§ TEXT SECTION
- Opening Delimiter -
Rajeev Bhat Welcome to Microsoft Q&A forum!
Can you also share the deployed model details and the region where the model is deployed? Where are you seeing this error?
I understand that you have only tried with few requests and seeing this issue.
To give more context, As each request is received, Azure OpenAI computes an estimated max processed-token count that includes the following:
- Prompt text and count
- The max_tokens parameter setting
- The best_of parameter setting
As requests come into the deployment endpoint, the estimated max-processed-token count is added to a running token count of all requests that is reset each minute. If at any time during that minute, the TPM rate limit value is reached, then further requests will receive a 429 response code until the counter resets. For more details, see Understanding rate limits.
- Closing Delimiter -
Write the next part of the forum reply about Azure OpenAI rate limits, picking up after its final sentence. The listing has no role in this exercise.

§ PROVIDED DATA
- Opening Delimiter -
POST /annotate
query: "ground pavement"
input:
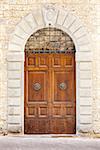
- Closing Delimiter -
§ ANSWER AREA
To minimize issues related to rate limits, it's a good idea to use the following techniques:
- Set max_tokens and best_of to the minimum values that serve the needs of your scenario. For example, don’t set a large max-tokens value if you expect your responses to be small.
- Use quota management to increase TPM on deployments with high traffic, and to reduce TPM on deployments with limited needs.
- Implement retry logic in your application.
- Avoid sharp changes in the workload. Increase the workload gradually.
- Test different load increase patterns.
Also, see Optimizing Azure OpenAI: A Guide to Limits, Quotas, and Best Practices for more information.
Hope this helps. Do let me know if you have any further queries.